In [1]:
import chardet
import json
import pandas as pd
import re

import nltk
from nltk.corpus import stopwords
from nltk.tokenize import word_tokenize
from nltk.stem import WordNetLemmatizer

Pyarrow will become a required dependency of pandas in the next major release of pandas (pandas 3.0),
(to allow more performant data types, such as the Arrow string type, and better interoperability with other libraries)
but was not found to be installed on your system.
If this would cause problems for you,
please provide us feedback at https://github.com/pandas-dev/pandas/issues/54466
        
  import pandas as pd


In [2]:
nltk.download('stopwords')
nltk.download('punkt')
nltk.download('wordnet')

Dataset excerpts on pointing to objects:

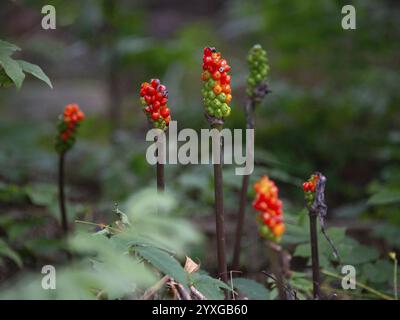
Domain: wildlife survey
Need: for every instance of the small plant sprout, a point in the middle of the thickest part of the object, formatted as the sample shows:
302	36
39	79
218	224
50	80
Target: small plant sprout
154	98
217	97
256	91
271	225
68	124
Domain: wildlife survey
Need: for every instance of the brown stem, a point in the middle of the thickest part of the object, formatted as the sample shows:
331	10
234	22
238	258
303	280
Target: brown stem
219	211
314	255
160	177
61	195
240	222
249	109
159	173
219	219
274	254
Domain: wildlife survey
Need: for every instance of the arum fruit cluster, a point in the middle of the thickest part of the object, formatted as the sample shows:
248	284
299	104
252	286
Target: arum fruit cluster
217	89
154	98
67	127
309	188
269	205
258	65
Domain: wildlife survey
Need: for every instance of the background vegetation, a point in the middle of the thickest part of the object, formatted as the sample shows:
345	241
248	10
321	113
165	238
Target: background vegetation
333	108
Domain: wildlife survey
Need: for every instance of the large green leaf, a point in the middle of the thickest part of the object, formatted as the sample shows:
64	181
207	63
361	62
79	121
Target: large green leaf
12	69
251	289
164	262
35	70
209	286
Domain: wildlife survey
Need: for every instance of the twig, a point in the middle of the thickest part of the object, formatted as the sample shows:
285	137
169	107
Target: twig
274	253
291	291
361	285
61	195
153	290
258	94
159	172
314	255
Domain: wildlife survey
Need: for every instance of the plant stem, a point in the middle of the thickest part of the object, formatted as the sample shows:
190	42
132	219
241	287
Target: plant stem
219	216
160	177
240	222
249	109
395	278
61	195
314	255
361	285
274	254
160	173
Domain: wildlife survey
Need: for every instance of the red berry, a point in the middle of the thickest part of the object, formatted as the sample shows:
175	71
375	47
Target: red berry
164	111
155	116
156	105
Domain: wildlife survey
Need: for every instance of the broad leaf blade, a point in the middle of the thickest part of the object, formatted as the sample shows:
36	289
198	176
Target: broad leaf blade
12	69
163	262
251	289
35	70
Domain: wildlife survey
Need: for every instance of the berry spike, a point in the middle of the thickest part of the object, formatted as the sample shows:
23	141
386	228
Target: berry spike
67	127
154	98
309	188
217	84
269	205
258	65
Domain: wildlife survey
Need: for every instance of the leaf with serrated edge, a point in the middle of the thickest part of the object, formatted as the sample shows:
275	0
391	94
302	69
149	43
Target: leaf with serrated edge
35	70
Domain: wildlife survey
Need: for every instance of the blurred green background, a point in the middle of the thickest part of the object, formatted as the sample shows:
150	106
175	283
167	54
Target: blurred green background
333	108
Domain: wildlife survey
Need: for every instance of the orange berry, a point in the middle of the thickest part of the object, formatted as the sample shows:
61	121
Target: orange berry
217	89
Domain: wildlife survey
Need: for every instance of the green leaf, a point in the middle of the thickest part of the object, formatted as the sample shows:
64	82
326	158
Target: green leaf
164	262
251	289
35	70
12	69
7	47
7	251
385	197
209	286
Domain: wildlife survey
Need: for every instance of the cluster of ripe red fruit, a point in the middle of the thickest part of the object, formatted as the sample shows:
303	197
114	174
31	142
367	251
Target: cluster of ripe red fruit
217	88
309	187
154	98
72	116
311	184
268	203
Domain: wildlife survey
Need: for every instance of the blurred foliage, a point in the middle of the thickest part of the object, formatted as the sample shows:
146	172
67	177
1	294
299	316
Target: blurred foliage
333	108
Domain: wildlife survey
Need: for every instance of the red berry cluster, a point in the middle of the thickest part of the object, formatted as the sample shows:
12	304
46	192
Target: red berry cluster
309	188
67	126
217	84
154	98
268	203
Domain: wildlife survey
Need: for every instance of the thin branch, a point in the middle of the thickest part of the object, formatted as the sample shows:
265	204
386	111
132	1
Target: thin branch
61	194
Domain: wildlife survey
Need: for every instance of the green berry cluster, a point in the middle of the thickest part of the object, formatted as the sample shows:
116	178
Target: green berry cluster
258	64
216	89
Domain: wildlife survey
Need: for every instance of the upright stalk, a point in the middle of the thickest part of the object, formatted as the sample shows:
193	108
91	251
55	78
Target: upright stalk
314	255
274	254
243	195
160	177
160	173
61	194
219	218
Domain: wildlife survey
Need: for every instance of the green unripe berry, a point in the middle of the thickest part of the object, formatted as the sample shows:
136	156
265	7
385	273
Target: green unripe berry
222	97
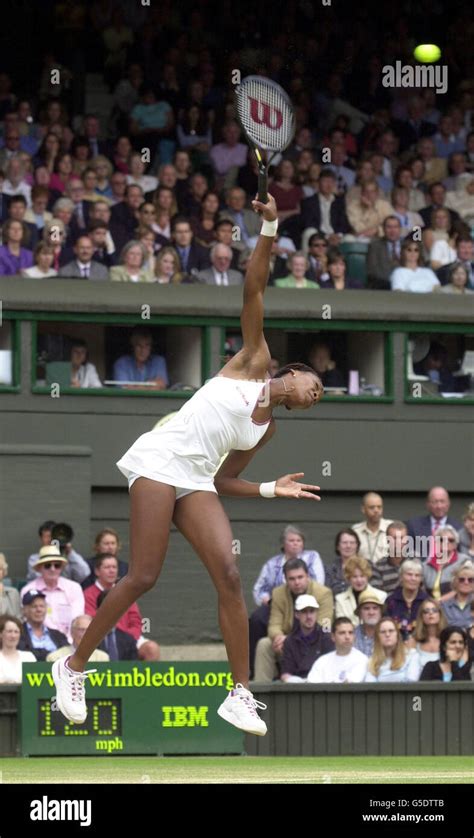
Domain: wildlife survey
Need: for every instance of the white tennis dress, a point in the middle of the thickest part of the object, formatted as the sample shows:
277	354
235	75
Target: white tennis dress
186	452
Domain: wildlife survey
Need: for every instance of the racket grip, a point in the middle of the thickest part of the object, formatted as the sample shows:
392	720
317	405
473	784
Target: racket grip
262	187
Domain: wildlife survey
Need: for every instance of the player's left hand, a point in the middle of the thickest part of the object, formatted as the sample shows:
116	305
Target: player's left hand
288	487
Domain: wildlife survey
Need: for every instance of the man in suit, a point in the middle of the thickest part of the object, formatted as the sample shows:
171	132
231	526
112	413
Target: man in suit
437	196
84	266
124	217
383	255
282	613
465	255
35	636
325	211
192	257
119	645
220	273
425	526
248	221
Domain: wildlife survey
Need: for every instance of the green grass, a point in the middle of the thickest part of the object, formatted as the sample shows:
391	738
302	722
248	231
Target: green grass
345	770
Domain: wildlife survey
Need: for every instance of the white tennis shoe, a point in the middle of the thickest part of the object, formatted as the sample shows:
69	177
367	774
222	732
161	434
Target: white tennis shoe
240	710
70	693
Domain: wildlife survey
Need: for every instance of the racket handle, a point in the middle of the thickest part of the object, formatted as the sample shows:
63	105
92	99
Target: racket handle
262	187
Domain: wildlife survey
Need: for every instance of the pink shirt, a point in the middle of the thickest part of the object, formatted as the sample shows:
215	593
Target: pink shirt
63	603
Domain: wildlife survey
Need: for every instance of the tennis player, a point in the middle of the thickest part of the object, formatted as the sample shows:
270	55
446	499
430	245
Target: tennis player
174	475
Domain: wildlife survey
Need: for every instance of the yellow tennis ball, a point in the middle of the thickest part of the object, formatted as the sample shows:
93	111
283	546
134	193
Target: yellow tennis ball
427	53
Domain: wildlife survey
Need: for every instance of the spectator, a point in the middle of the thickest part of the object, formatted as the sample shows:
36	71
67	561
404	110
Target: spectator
386	573
167	267
118	644
106	570
357	572
438	239
346	665
457	607
229	154
281	623
430	621
142	364
43	261
466	533
366	216
83	373
38	214
383	255
454	663
457	280
411	276
78	627
17	212
132	267
319	357
11	659
437	197
372	531
391	660
13	257
220	273
36	637
84	266
465	255
438	504
337	274
9	596
403	603
193	257
247	221
284	188
347	546
298	266
64	598
137	176
106	541
438	569
203	225
326	211
369	612
306	643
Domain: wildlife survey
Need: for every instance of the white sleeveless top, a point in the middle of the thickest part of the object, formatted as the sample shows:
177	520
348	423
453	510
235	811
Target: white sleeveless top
187	450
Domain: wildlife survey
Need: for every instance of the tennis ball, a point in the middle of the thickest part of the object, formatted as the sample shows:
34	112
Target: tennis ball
427	53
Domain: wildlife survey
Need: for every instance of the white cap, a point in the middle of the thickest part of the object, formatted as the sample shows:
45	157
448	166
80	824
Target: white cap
306	601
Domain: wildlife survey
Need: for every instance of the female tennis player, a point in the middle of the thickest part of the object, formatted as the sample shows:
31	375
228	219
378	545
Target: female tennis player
174	475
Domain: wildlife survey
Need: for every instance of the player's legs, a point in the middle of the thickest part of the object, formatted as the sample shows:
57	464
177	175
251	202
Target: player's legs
151	511
202	520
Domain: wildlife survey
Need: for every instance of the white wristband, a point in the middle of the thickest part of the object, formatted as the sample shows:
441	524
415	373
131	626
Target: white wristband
269	228
267	490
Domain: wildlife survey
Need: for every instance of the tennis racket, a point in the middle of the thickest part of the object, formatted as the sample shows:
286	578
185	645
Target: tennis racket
267	119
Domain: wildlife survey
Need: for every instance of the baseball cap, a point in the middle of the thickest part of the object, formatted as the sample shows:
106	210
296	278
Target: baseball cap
306	601
31	595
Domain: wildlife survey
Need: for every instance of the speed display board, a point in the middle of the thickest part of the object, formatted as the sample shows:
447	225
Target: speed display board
133	708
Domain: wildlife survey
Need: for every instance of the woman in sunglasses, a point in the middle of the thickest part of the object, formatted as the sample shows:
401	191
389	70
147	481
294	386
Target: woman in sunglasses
438	570
430	621
454	663
456	606
412	275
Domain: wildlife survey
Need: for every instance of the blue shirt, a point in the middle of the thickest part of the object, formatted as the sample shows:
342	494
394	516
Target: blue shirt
125	369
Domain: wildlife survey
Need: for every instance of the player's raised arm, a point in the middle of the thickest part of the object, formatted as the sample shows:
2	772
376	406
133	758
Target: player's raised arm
256	278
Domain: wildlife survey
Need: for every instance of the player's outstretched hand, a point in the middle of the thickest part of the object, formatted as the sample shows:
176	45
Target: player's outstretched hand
268	210
288	487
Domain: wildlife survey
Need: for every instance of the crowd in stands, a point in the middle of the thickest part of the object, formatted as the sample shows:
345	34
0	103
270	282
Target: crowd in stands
396	604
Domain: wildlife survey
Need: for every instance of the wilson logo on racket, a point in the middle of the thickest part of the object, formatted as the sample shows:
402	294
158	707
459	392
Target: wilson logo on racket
264	114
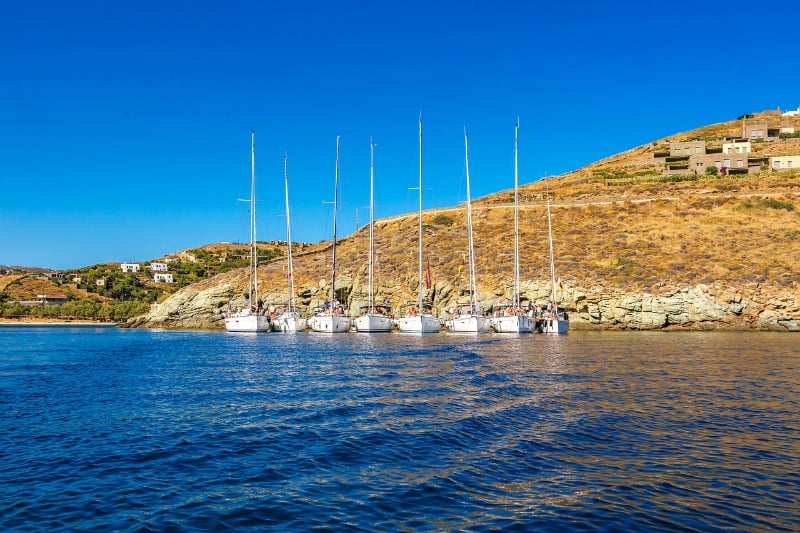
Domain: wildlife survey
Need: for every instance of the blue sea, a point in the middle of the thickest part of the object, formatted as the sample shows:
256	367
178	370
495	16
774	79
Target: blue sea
107	429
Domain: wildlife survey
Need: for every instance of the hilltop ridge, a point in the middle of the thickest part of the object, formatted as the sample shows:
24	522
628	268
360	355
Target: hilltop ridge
637	245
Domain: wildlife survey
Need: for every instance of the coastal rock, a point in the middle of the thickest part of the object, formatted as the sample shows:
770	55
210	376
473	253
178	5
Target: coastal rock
699	307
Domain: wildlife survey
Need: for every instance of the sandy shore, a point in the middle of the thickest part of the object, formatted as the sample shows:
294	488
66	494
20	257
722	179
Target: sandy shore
36	321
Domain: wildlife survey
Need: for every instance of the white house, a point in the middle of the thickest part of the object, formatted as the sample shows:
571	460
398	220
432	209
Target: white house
736	148
784	162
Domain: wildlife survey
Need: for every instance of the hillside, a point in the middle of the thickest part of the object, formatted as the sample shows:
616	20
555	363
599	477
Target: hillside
635	247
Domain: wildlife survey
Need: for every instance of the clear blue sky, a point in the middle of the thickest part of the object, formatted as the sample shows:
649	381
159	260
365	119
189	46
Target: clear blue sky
125	126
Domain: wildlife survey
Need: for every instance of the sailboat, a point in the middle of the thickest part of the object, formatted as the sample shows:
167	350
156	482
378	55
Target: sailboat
512	319
251	318
553	320
331	318
419	317
373	318
289	320
468	318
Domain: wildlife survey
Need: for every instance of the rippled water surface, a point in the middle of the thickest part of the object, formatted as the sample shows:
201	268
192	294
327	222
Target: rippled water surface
134	430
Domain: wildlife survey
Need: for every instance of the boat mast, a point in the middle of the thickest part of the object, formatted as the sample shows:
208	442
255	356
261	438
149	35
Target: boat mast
290	267
472	295
419	240
371	220
516	217
335	197
550	238
253	295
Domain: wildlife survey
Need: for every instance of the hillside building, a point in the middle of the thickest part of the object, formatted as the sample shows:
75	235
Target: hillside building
784	162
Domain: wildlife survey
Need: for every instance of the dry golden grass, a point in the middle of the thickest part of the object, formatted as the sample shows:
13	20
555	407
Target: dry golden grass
643	237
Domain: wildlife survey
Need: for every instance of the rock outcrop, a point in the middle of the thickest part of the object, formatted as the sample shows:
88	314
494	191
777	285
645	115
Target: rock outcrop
699	307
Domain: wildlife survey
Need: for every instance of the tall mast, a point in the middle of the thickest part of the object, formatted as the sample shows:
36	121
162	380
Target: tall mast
371	220
419	241
335	197
550	238
290	267
253	246
469	231
516	216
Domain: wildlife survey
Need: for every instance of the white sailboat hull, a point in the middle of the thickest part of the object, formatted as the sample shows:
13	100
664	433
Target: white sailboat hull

Task requirements
1: Gather every line of the records that contains the string "crowd", treating uppercase and lowercase letters as different.
2: Write what comes next in the Python notebook excerpt, picking up after its final line.
The Python notebook excerpt and the records have no connection to each other.

Answers for the tasks
1:
Need: for every instance of the crowd in stands, a point in the middle of the thickest part of the object, formatted as the sample shows:
Target: crowd in stands

2:
[nltk_data] Downloading package stopwords to
[nltk_data]     /Users/meganmoore/nltk_data...
[nltk_data]   Package stopwords is already up-to-date!
[nltk_data] Downloading package punkt to
[nltk_data]     /Users/meganmoore/nltk_data...
[nltk_data]   Package punkt is already up-to-date!
[nltk_data] Downloading package wordnet to
[nltk_data]     /Users/meganmoore/nltk_data...
[nltk_data]   Package wordnet is already up-to-date!


True

In [3]:
with open("../data/metadata_w_2020articles.json", 'rb') as f:
    result = chardet.detect(f.read())
    print(result)

{'encoding': 'ascii', 'confidence': 1.0, 'language': ''}


In [4]:
df = pd.read_json('../data/metadata_w_2020articles.json')

In [5]:
df = df.T.reset_index().rename(columns={'index':'uuid'})

In [6]:
#lowercase text
df['title'] = df['title'].str.lower()
df['article_text'] = df['article_text'].str.lower()

#remove certain characters from title
df['title'] = df['title'].apply(lambda x: re.sub(r'[\n\t\r]', '', x))

In [7]:
# concatenate text and title and reshorten
df['title_text'] = (df['title'] + ' ' +  df['article_text']).apply(lambda x: x[:512])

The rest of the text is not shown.